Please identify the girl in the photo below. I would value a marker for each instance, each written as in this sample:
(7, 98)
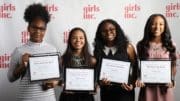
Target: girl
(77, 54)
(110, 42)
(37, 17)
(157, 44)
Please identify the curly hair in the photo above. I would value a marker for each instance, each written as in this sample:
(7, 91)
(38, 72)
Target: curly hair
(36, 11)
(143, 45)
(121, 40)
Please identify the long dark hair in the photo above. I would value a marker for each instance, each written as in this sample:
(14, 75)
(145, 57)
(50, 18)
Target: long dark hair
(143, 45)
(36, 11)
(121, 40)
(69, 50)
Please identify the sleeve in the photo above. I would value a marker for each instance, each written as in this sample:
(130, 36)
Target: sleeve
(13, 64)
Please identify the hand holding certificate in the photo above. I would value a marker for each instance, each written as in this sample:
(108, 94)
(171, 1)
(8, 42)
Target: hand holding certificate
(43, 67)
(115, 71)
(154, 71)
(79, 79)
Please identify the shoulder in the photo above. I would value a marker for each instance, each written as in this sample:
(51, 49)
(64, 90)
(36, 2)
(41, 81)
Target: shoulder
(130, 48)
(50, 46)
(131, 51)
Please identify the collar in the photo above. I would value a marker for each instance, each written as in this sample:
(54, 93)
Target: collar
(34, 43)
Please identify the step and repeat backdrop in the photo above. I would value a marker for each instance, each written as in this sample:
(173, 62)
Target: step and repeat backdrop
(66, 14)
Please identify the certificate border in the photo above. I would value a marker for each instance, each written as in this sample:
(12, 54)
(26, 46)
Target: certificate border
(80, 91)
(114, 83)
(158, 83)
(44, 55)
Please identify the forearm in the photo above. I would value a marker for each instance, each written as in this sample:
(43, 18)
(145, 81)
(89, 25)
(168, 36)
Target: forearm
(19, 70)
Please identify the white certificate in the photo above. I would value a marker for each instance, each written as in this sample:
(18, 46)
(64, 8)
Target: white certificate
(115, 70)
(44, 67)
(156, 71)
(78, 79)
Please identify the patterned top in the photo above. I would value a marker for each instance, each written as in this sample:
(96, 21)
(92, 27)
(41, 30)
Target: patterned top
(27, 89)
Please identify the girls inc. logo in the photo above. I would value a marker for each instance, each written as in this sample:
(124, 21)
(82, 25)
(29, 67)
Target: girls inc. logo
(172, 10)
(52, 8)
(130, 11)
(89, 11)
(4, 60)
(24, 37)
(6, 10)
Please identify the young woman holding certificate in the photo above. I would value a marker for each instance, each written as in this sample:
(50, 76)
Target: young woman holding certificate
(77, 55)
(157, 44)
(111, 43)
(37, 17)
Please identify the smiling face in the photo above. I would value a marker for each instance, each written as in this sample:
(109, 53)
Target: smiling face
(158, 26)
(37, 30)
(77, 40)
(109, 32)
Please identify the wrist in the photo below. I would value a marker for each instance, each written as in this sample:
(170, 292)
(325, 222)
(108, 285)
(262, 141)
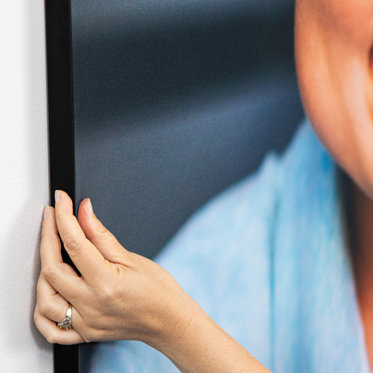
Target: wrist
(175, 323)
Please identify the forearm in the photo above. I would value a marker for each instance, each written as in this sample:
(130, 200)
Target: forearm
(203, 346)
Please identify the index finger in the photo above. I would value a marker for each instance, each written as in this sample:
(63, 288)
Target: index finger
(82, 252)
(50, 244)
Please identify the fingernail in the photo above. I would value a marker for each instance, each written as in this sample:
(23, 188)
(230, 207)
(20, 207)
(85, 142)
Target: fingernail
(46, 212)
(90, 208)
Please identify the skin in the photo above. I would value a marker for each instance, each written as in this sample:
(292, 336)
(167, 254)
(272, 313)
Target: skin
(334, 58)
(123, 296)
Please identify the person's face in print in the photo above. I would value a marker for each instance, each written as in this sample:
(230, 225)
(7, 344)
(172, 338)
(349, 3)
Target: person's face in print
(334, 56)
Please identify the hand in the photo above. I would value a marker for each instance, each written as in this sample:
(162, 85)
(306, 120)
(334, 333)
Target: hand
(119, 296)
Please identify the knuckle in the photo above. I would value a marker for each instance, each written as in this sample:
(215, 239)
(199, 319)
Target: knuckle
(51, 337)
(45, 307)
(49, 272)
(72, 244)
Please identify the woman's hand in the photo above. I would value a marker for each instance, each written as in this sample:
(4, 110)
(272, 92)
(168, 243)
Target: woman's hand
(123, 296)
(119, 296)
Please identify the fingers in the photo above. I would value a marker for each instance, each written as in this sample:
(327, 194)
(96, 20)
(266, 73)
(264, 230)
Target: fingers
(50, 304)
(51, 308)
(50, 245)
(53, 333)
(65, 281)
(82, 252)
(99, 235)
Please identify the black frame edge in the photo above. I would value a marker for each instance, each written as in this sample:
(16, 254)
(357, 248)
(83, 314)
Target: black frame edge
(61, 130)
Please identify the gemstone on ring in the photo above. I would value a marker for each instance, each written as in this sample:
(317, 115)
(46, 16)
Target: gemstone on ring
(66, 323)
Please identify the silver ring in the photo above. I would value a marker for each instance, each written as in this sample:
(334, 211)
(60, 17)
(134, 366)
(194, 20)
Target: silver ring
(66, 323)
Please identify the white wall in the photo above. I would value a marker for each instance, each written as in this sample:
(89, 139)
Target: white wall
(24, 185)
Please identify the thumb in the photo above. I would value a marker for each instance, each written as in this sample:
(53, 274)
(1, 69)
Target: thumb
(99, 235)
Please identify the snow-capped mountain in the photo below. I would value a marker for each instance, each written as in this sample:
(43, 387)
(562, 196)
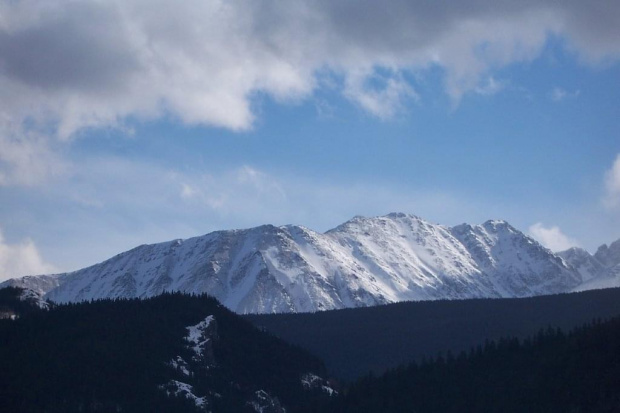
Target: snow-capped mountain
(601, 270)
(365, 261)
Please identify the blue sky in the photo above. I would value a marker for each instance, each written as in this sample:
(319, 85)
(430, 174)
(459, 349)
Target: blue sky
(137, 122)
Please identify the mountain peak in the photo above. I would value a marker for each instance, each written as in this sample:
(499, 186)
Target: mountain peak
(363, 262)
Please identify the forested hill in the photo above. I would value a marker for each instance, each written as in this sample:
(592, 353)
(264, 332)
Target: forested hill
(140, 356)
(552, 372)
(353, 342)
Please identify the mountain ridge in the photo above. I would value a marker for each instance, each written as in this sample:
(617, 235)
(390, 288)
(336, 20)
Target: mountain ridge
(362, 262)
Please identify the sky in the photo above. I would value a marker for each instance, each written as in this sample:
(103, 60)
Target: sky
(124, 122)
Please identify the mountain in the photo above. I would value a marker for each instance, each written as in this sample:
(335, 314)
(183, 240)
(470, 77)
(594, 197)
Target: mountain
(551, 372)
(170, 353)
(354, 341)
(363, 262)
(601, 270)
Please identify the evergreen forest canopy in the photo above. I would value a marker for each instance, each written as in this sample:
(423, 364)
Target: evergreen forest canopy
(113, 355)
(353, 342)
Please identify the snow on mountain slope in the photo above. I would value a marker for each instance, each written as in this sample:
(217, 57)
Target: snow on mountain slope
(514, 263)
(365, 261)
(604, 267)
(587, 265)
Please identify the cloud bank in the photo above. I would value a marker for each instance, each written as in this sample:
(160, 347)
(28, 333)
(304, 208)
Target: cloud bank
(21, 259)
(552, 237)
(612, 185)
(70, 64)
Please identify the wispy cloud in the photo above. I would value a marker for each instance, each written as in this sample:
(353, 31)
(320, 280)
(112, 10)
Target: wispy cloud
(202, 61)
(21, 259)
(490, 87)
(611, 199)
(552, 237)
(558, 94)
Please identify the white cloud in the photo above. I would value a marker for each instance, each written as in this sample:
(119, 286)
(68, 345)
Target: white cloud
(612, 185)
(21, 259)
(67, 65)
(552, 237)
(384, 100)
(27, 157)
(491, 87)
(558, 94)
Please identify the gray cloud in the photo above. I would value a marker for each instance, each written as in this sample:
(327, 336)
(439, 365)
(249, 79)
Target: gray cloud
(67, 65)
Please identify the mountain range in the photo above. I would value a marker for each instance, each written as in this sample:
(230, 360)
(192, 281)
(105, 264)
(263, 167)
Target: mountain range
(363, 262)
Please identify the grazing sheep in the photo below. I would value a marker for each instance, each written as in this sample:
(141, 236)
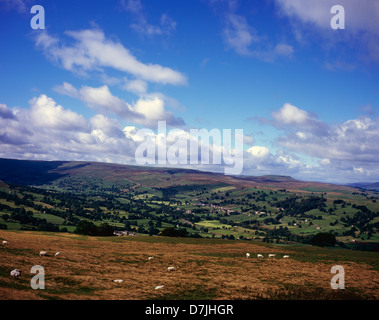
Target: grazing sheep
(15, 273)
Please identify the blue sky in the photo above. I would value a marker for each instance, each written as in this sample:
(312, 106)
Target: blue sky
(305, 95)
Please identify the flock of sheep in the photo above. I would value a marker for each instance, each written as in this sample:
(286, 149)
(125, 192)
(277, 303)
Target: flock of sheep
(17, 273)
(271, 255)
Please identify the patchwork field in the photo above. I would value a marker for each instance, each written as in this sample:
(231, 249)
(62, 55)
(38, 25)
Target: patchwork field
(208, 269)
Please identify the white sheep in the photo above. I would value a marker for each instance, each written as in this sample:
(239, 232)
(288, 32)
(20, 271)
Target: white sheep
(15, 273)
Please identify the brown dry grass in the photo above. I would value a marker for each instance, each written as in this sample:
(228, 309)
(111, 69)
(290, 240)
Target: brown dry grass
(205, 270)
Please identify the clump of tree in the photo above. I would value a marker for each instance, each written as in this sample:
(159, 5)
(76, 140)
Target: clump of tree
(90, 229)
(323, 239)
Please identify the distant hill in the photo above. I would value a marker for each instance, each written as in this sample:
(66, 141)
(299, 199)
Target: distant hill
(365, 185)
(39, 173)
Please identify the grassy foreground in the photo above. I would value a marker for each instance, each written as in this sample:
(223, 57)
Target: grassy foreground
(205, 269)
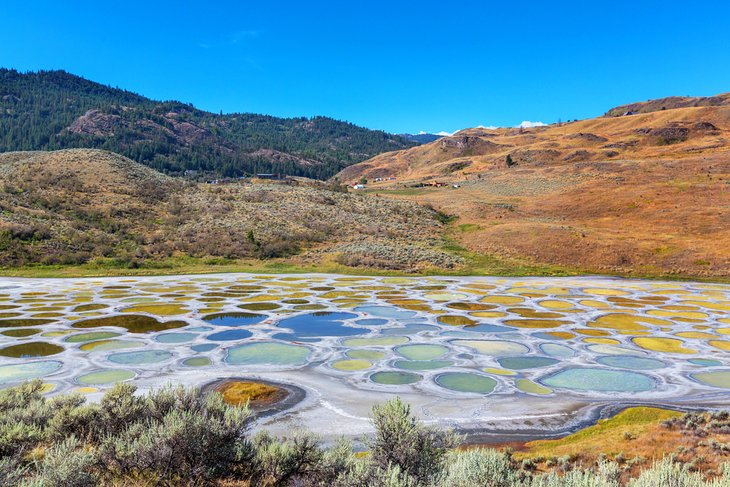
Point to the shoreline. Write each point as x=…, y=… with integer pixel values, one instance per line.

· · · · · · ·

◆ **EXERCISE INSTRUCTIONS**
What is the number of lines in the entries that include the string "below"? Reply with that number alone.

◆ **SOLUTION**
4